Point annotations for photos:
● ● ● ● ●
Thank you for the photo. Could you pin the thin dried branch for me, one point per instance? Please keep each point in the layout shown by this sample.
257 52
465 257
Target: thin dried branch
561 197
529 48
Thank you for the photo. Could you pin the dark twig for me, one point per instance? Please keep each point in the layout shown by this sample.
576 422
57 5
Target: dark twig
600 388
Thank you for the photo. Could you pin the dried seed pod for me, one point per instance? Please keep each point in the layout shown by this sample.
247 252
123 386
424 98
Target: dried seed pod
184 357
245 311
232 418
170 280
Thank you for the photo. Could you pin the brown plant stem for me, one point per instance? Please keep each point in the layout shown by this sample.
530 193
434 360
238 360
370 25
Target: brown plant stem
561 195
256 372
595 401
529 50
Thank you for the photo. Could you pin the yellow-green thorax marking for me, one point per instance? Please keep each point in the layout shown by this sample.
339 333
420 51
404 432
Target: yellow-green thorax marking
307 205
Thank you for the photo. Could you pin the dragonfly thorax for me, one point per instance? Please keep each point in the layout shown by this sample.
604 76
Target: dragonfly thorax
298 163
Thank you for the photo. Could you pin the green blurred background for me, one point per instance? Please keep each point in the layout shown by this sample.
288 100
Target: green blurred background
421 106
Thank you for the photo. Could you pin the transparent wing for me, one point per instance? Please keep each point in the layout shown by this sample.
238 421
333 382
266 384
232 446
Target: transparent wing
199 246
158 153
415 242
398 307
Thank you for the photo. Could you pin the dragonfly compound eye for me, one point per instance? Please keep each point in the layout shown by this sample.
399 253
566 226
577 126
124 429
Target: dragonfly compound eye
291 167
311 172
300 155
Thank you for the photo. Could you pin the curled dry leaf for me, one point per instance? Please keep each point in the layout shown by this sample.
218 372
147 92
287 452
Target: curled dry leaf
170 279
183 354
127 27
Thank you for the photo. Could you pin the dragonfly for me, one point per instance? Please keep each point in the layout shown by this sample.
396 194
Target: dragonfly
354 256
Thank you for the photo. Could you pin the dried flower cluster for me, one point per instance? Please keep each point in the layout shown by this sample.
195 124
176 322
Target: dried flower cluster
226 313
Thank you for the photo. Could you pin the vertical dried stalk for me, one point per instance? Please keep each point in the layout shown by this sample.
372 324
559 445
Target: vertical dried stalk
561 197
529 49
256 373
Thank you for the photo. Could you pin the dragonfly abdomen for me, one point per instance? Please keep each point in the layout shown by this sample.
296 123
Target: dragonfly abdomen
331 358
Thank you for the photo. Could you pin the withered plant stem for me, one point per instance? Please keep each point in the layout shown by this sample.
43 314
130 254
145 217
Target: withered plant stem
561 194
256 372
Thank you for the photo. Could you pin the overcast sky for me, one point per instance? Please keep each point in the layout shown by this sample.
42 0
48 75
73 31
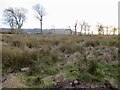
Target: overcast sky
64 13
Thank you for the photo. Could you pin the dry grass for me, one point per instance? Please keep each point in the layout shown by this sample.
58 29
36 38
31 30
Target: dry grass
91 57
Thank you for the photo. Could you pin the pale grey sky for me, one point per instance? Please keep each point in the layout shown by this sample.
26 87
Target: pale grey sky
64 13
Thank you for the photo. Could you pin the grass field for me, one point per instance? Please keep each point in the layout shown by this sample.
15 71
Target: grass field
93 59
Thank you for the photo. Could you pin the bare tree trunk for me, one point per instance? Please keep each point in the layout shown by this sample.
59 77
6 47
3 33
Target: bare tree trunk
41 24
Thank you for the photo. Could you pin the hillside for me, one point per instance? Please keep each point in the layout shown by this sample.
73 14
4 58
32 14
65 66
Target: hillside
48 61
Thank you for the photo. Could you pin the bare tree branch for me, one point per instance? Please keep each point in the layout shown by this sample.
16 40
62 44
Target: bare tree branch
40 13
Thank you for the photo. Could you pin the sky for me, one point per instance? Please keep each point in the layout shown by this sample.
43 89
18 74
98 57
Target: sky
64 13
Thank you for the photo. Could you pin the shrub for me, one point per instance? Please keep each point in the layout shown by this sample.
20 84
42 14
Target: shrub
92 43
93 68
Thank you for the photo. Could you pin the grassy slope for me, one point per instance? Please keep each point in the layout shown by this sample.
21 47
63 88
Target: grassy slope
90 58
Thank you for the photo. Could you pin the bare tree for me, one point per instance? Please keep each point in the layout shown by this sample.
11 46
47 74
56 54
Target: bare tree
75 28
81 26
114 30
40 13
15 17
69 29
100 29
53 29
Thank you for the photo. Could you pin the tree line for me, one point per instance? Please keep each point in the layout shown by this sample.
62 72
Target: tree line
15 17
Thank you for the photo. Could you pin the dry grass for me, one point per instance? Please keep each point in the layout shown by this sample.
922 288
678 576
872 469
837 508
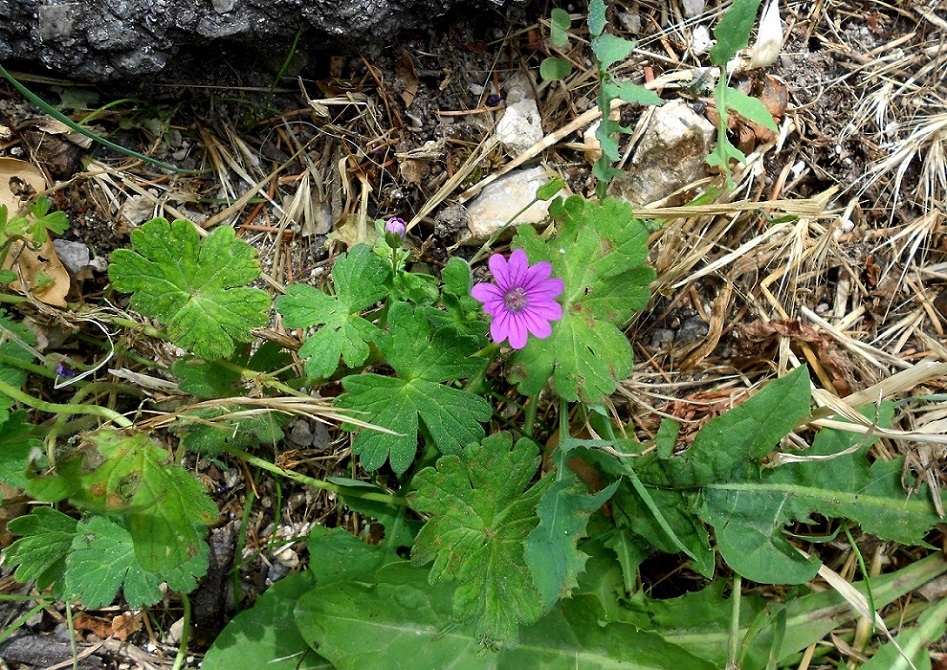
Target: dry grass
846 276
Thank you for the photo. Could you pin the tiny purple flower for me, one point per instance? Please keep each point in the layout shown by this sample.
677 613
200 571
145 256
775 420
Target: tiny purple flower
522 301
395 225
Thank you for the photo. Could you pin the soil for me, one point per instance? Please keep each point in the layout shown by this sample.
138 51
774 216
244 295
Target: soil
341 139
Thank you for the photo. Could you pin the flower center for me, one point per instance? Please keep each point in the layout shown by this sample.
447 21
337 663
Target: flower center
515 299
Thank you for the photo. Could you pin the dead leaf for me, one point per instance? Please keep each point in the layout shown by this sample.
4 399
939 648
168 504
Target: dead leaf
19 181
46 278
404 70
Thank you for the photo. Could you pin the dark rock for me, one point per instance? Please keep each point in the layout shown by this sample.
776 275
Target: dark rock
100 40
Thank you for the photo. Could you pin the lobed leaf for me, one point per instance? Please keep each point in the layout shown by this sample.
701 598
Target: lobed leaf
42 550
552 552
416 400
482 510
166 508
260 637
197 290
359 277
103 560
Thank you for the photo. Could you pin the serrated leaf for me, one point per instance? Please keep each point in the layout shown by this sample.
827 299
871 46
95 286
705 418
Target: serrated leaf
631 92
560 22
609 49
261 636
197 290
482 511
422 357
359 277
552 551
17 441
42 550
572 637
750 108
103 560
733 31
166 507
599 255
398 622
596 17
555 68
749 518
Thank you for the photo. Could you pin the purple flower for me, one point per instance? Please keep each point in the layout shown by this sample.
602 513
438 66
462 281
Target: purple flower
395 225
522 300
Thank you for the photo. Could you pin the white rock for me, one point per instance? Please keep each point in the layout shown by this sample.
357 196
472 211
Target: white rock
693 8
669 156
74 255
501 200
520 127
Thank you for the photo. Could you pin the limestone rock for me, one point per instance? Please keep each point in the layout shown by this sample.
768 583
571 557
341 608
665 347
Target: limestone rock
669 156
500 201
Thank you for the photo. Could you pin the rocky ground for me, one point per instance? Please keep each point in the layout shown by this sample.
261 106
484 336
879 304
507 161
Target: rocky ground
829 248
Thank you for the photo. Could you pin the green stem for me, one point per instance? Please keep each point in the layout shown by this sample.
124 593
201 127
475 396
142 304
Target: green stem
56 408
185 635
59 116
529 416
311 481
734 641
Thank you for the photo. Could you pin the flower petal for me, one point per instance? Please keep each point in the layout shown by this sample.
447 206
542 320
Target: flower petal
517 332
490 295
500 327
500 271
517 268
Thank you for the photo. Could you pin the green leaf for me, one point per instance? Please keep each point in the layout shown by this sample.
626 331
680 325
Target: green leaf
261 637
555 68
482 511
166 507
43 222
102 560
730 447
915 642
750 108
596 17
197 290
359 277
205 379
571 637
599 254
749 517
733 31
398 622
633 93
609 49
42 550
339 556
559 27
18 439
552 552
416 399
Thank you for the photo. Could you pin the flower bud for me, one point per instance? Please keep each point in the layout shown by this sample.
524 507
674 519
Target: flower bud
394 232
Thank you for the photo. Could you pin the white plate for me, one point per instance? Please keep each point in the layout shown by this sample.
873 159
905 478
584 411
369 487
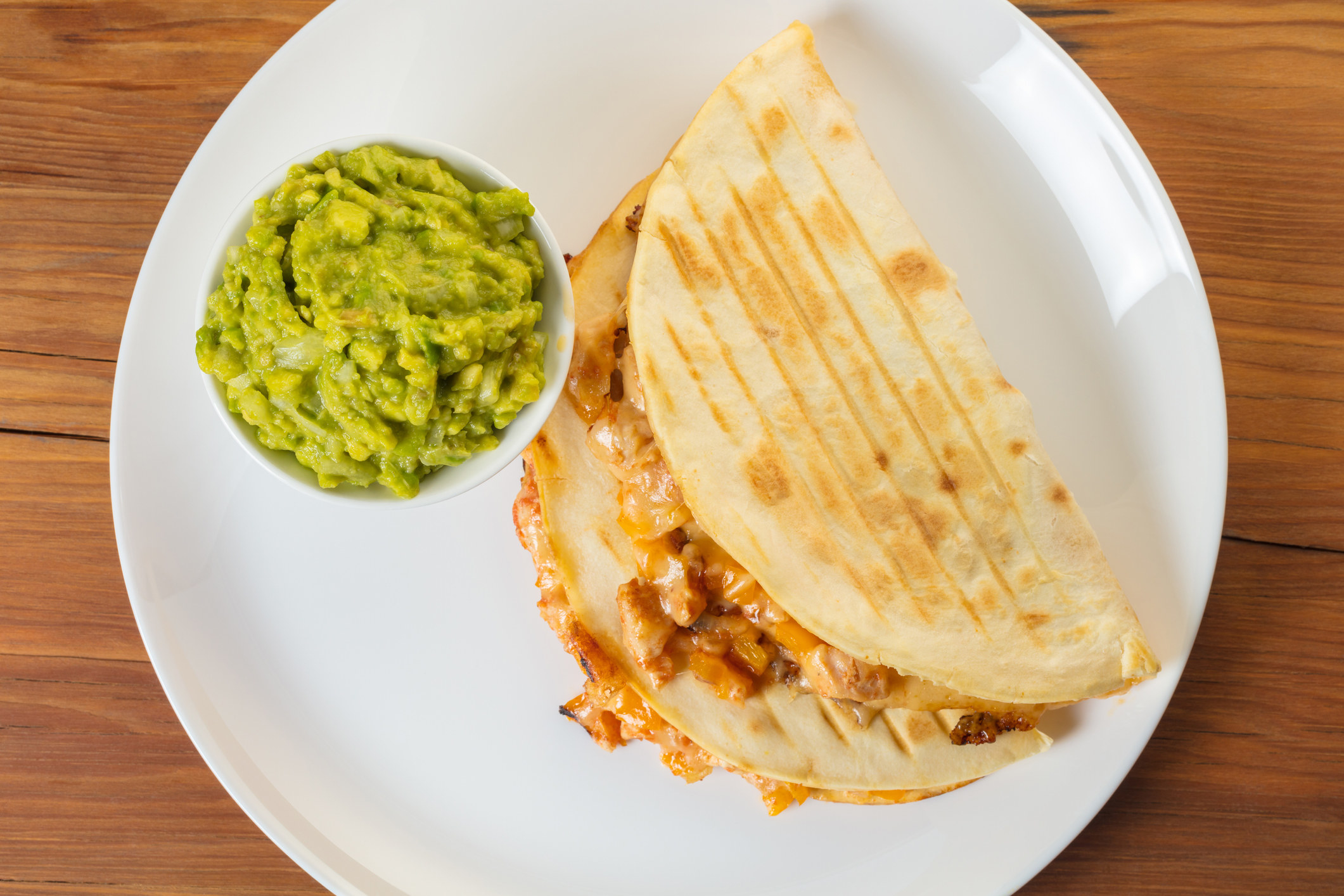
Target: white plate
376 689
● ● ● ● ●
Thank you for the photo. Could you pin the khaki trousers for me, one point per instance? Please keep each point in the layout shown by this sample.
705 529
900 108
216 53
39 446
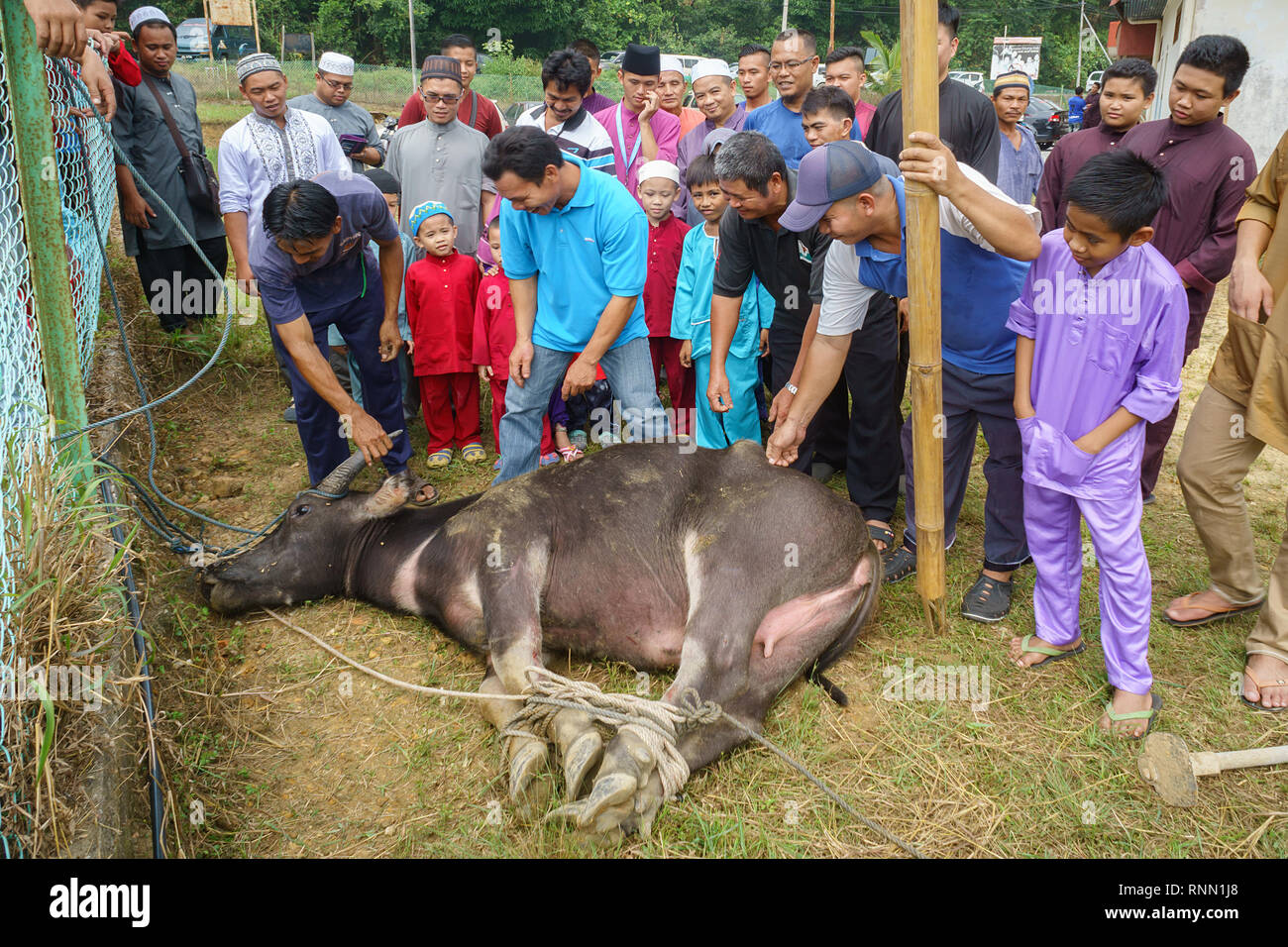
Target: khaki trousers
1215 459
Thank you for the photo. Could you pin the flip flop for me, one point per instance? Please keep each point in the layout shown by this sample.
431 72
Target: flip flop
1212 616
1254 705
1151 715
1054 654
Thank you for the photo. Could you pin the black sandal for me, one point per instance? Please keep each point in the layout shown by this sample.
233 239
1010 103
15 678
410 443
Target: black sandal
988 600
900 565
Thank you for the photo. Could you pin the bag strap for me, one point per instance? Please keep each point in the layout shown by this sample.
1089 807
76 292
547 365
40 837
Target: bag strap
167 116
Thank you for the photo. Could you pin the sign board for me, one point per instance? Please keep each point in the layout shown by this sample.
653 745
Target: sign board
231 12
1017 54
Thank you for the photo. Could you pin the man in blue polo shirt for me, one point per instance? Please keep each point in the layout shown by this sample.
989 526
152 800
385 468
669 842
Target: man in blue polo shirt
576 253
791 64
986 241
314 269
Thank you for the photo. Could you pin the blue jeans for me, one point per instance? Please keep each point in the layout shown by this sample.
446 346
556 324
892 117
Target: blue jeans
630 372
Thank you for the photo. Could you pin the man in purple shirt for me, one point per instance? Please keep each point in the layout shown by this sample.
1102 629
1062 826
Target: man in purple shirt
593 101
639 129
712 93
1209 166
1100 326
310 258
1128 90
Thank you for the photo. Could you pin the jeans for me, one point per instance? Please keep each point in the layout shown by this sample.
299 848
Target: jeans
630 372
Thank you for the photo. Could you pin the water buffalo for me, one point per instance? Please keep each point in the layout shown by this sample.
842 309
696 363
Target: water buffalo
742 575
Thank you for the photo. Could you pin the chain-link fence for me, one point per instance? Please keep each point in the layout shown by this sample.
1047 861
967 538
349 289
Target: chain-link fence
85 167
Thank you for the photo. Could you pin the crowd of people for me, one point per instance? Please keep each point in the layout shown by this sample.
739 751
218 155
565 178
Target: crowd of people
● ● ● ● ●
*Short task*: Count the lines in the listing above that contain the string "shirt". Give only the number.

*The reply*: 4